** Opening Passage block **

Given the importance manufacturers and producers attach to providing warnings and instructions in their IFUs, the dismissal of an IFU as being of “little weight” to considerations of safety and defectiveness will be of interest to manufacturers. It appears that the instructions in Hastings were particularly general and heavily qualified, perhaps owing to the Product still being relatively new (reference is made to the Product not having 10 years of outcome data at the time of implant).
Did the MoM product meet the entitled expectation?
The key issue for Mr Hastings was, however, whether he could establish a causal link between the creation of metal debris from MoM THR products and damage to the body around the site of the prosthesis.
While Lord Tyre found that Mr Hastings had established that there may be a link, the evidence suggested this was present in only a minority of cases and in limited circumstances. It could not therefore be said that the reason for the damage around the site of the prosthesis was necessarily related only to MoM THRs. As Lord Tyre was not satisfied that the necessary causal link had been established on the balance of probabilities, Mr Hastings’ claim failed.
One of the challenges for Mr Hastings was lack of data regarding MoM products generally, including the one he received. His prosthesis had been implanted in 2009. By around 2012, only three years after his procedure, the consensus among the medical community was that failure rates of MoM THRs were higher than expected and compared unfavourably to other types of total hip replacement. As a result, their usage declined. As the implants were only used for a short period of time, the availability of evidence on their effectiveness was substantially curtailed and was less than the minimum benchmark for the Orthopaedic Data Evaluation Panel (which was ten years of outcome data to enable a view to be reached on the clinical efficacy of a product). In summary, the lack of data available to evidence the safety of MoM products meant the court was unable to reach an objective conclusion that people were entitled to expect the improved outcomes that many of the orthopaedic professionals had hoped, and even believed, MoM products would deliver.

** Closing Passage block **
** Opening Data records block **

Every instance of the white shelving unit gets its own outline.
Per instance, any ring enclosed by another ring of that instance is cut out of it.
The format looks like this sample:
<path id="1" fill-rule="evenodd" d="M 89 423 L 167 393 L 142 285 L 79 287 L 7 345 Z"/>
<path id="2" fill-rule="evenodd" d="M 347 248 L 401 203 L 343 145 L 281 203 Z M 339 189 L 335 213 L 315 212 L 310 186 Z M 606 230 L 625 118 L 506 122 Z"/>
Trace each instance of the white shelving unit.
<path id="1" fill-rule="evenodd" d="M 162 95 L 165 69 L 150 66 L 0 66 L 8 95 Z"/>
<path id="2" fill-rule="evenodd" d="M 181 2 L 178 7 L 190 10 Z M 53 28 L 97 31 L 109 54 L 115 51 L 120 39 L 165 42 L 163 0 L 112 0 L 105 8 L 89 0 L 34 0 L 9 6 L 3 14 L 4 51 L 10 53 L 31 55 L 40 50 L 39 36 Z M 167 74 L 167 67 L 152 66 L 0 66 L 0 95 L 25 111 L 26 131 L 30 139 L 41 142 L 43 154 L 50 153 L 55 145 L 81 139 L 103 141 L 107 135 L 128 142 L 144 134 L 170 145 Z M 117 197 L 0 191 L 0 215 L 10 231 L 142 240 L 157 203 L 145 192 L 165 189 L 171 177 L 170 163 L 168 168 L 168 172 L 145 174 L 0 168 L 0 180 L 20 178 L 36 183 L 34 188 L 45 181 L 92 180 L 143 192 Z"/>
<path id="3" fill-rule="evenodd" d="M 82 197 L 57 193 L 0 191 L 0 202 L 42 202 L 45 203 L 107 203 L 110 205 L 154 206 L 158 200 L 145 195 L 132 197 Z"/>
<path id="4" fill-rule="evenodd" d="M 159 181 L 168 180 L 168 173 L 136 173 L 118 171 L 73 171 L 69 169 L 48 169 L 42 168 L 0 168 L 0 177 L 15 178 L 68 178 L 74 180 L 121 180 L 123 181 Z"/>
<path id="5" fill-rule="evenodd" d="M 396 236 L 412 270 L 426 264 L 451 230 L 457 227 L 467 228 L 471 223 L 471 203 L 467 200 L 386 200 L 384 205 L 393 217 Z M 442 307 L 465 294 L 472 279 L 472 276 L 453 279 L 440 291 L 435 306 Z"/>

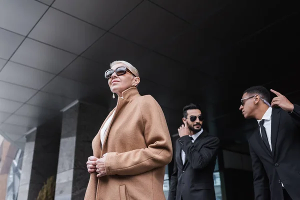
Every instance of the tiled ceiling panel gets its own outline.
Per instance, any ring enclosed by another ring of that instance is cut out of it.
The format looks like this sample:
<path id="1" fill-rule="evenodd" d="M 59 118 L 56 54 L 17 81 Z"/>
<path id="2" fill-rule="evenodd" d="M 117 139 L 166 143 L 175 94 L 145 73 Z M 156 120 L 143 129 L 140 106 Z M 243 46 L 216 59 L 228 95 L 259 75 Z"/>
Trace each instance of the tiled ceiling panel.
<path id="1" fill-rule="evenodd" d="M 108 30 L 142 0 L 56 0 L 53 7 Z"/>
<path id="2" fill-rule="evenodd" d="M 54 75 L 9 62 L 0 72 L 0 80 L 40 90 Z"/>
<path id="3" fill-rule="evenodd" d="M 12 58 L 12 60 L 58 74 L 76 57 L 74 54 L 27 38 Z"/>
<path id="4" fill-rule="evenodd" d="M 26 36 L 48 6 L 32 0 L 2 0 L 0 27 Z"/>
<path id="5" fill-rule="evenodd" d="M 53 8 L 50 8 L 29 38 L 79 54 L 104 32 Z"/>

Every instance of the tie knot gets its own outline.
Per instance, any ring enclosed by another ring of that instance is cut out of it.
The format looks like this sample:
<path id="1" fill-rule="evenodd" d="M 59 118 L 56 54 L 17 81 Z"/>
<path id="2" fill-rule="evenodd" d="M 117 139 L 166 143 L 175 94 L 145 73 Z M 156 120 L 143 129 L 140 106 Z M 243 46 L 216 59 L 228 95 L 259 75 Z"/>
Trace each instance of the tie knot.
<path id="1" fill-rule="evenodd" d="M 260 122 L 260 126 L 264 125 L 264 120 L 262 120 Z"/>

** Closing Data records block **

• _Using the information_
A) Translate this sentence from the Hastings passage into Spanish: "It could not therefore be said that the reason for the damage around the site of the prosthesis was necessarily related only to MoM THRs."
B) Please carry on the Hastings passage from its final sentence.
The stored entries are material kept apart from the Hastings passage.

• _Activity answers_
A) Por lo tanto, no podía afirmarse que la causa del daño alrededor de la zona de la prótesis estuviera necesariamente relacionada únicamente con los MoM THR.

B)
Although Mr Hastings was ultimately unsuccessful, this decision will have implications for the defence of future product liability cases in Scotland. The decision is not a death knell for the various other claims for potentially defective MoM THR products. Lord Tyre specifically commented:
“In holding that the pursuer in the present action has failed to prove that the product supplied to him was defective, I do not exclude the possibility that another pursuer might be able to present evidence in relation to a different product sufficient to establish, on balance of probabilities, that entitled expectation in relation to that product had not been met.”
With regard to product liability claims more generally, manufacturers and their legal counsel are likely to watch with interest for further decisions clarifying the entitled expectation test – its formulation, timing and the role of IFUs - and how it is to be applied north and south of the border.